- [WORK TO DO]
Carry on the document section about the stock option exchange and its Black-Scholes assumptions from the point where it ends.

- [DOCUMENT SECTION]
---------------
Under our exchange program, the ratio at which eligible options were surrendered for replacement options was designed to result in an exchange such that the fair value of the replacement options to be granted in the exchange would not be greater than the fair value of the options to be cancelled in the exchange, or a value-for value exchange. Therefore, in accordance with ASC 718-20-35-3, no incremental stock option expense was required to be recognized for the replacement options as the fair value of the replacement options did not exceed the fair value of the exchanged options.

Using the Black-Scholes valuation model, we used the following assumptions to calculate the fair value of the replacement options and the fair value of the exchanged options:

 

     Replacement
Options
    Exchanged
Options
 

Expected life (in years) (1)

     5.0        6.6   

Risk free interest rate (2)

     1.96     2.37

Expected volatility (3)

     56     56

Dividend yield (4)

     —          —     

 

(1)

Expected life of the replacement options was based on historical exercise patterns for options issued at the current stock price. The expected life of the exchanged options was based on the full remaining contractual term.

(2)

Risk-free rates correspond to the rates for U.S Treasury notes with durations matching the expected life assumptions.

(3)
---------------
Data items

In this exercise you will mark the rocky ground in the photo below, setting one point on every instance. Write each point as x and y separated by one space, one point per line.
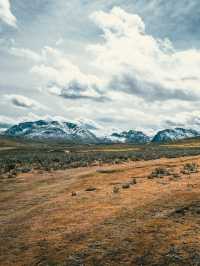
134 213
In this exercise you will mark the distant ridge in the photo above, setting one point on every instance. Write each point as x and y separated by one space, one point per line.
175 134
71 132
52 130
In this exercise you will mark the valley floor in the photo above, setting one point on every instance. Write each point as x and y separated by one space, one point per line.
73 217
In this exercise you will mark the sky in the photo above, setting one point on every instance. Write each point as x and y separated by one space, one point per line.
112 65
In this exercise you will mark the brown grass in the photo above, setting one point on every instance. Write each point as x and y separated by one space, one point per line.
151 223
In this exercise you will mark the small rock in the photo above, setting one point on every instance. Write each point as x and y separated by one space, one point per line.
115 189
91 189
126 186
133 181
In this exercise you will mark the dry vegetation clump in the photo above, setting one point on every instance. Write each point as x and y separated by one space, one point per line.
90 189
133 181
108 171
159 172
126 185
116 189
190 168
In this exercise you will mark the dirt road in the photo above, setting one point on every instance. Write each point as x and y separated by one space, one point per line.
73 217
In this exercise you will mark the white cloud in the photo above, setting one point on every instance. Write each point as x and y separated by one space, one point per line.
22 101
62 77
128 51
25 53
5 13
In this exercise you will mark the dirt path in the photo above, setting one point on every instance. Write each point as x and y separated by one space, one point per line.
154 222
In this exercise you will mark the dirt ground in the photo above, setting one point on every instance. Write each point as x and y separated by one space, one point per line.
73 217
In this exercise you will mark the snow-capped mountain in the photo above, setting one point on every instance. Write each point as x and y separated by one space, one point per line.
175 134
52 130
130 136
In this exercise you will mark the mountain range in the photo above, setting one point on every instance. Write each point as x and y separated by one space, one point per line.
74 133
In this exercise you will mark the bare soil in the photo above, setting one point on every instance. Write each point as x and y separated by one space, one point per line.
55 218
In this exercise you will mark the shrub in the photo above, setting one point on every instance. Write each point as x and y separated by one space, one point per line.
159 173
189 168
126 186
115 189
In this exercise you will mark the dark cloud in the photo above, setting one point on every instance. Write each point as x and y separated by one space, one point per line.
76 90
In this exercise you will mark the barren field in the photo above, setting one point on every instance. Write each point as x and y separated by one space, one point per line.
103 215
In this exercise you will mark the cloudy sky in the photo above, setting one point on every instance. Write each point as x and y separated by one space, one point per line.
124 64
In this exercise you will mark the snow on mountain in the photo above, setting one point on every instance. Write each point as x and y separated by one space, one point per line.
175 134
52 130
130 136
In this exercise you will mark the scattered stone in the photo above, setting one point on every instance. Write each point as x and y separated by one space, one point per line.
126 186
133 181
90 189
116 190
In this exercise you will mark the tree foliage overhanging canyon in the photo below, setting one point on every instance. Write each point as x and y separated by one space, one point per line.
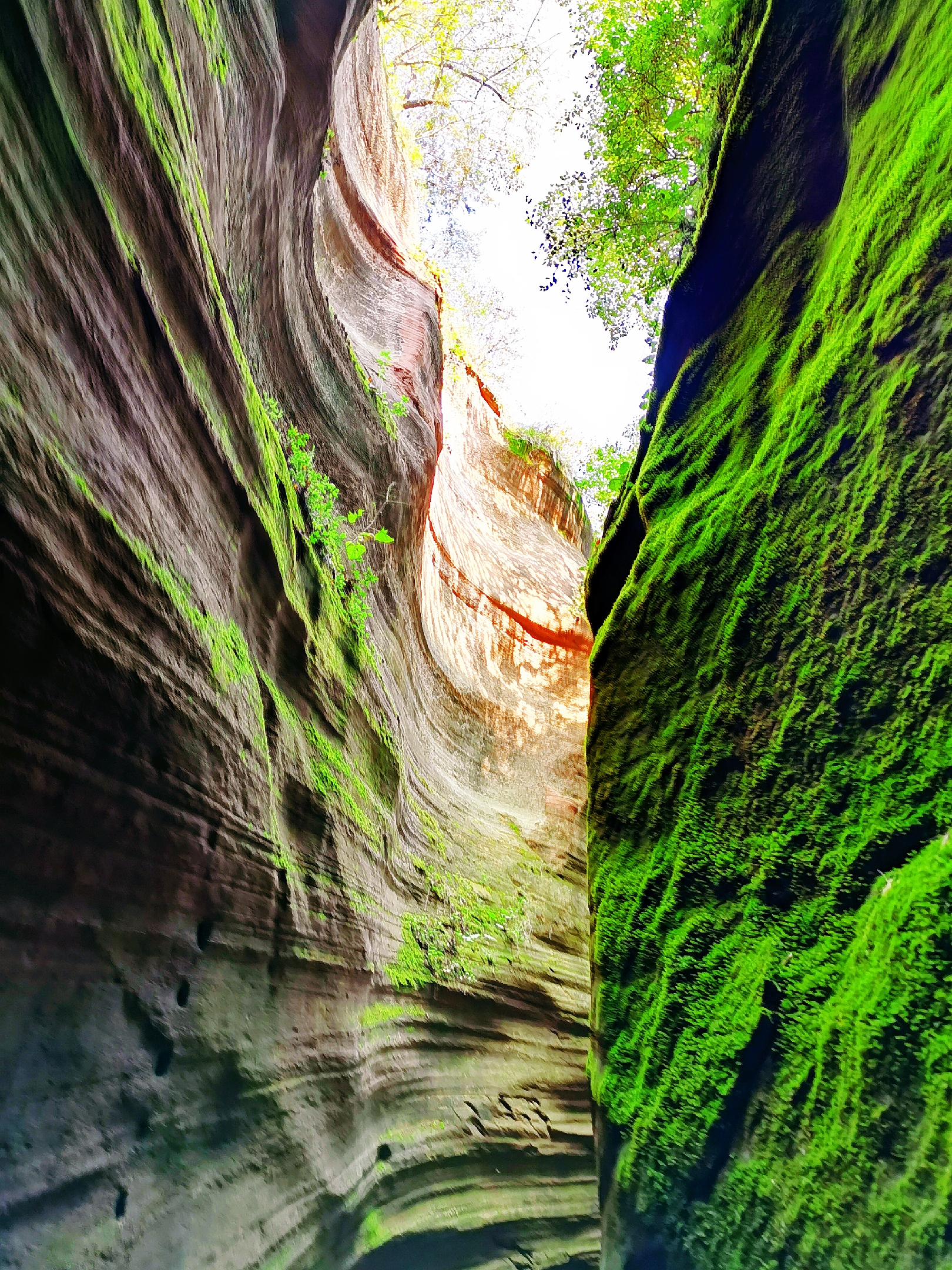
---------------
- [ANSWER BELOW]
The expected volatility was based on a trailing 200-day volatility, which is the policy defined and recommended by Institutional Shareholder Services (ISS).

(4)

Our credit facilities limit our ability to pay dividends. Before our credit facilities were in place, it was not our policy to pay dividends on our common stock.

A third party valuation specialist assisted us with the fair value calculations.


As noted above, no incremental stock option expense was recognized for the replacement options as the fair value of the replacement options did not exceed the fair value of the exchanged options.

* * *

As requested by the Staff, the Company acknowledges the following.

•    The Company is responsible for the adequacy and accuracy of the disclosure in the filing;

•    Staff comments or changes to disclosure in response to Staff comments do not foreclose the Commission from taking any action with respect to the filing; and

•    The Company may not assert Staff comments as a defense in any proceeding initiated by the Commission or any person under the federal securities laws of the United States.

If you have any further questions or concerns, please feel free to contact me at (212) 401-8726.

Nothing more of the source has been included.